(Data listing)
>>>>
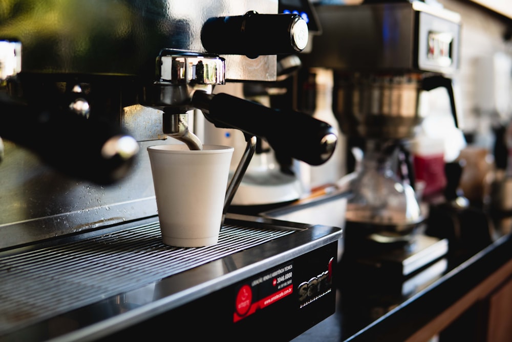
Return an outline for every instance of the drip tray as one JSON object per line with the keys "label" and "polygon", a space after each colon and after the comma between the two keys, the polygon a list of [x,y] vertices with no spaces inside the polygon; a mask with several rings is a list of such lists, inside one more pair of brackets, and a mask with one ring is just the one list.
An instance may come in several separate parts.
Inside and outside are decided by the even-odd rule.
{"label": "drip tray", "polygon": [[[228,214],[217,244],[177,248],[162,243],[155,219],[0,252],[0,341],[104,335],[341,235],[334,227]],[[156,290],[162,284],[165,290]],[[97,318],[82,313],[93,308]],[[49,328],[67,316],[76,329]]]}

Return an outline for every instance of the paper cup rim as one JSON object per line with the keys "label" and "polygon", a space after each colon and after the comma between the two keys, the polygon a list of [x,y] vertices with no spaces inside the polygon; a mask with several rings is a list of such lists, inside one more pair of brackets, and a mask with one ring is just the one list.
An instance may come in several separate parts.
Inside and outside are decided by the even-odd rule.
{"label": "paper cup rim", "polygon": [[153,145],[147,147],[147,151],[160,153],[180,153],[181,154],[223,153],[233,151],[232,146],[223,145],[204,145],[202,150],[190,150],[186,145],[172,144]]}

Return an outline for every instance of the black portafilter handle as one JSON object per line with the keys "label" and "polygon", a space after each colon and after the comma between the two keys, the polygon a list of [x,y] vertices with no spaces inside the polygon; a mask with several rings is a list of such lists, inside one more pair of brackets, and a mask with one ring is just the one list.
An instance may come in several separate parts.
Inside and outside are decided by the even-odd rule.
{"label": "black portafilter handle", "polygon": [[134,164],[138,144],[118,124],[2,99],[0,136],[65,174],[108,185],[126,176]]}
{"label": "black portafilter handle", "polygon": [[456,160],[444,164],[444,174],[446,178],[446,185],[444,187],[444,195],[446,201],[450,202],[458,197],[463,197],[464,192],[460,188],[460,179],[462,169],[465,164],[463,160]]}
{"label": "black portafilter handle", "polygon": [[203,25],[201,39],[208,52],[255,58],[300,52],[308,34],[307,24],[297,14],[250,11],[243,15],[209,18]]}
{"label": "black portafilter handle", "polygon": [[264,138],[276,152],[310,165],[320,165],[332,155],[337,132],[330,125],[293,111],[269,108],[227,94],[196,91],[194,107],[220,128],[235,128]]}

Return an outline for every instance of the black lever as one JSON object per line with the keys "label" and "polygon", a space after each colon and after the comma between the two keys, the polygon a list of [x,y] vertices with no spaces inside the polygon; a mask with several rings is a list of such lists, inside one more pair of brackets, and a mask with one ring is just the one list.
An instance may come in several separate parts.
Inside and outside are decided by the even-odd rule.
{"label": "black lever", "polygon": [[106,120],[1,97],[0,136],[29,149],[65,174],[100,184],[125,176],[139,149],[134,138]]}
{"label": "black lever", "polygon": [[311,165],[320,165],[332,155],[337,132],[330,125],[307,114],[282,111],[227,94],[196,91],[194,107],[216,127],[235,128],[265,138],[276,151]]}
{"label": "black lever", "polygon": [[210,18],[203,25],[201,40],[208,52],[260,55],[300,52],[308,43],[306,21],[297,14],[260,14]]}

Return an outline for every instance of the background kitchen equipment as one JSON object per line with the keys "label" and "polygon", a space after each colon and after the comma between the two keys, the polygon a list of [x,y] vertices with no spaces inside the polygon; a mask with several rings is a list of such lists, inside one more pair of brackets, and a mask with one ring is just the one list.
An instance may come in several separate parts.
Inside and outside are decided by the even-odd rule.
<<<<
▸ **TO BE DONE**
Rewrite the lines from the one containing "Return an outline for every instance of the background" through the end of the data listing, with "even-odd rule" replaced by "nonzero winding rule" and nothing else changed.

▸ **SOLUTION TO THE EXERCISE**
Return an outline for every instance of the background kitchen equipment as one JSON object per line with the keys "label" and "polygon", a space after each colon and after the comma between the two keys, the polygon a list of [x,y] vertices with no spaces inside the polygon; a mask with several rings is a list of such lists, inside one more pair of brackets, and a mask with one ring is just the one list.
An instance may come in several separate parts.
Inside and outside are decided by the nonzero winding rule.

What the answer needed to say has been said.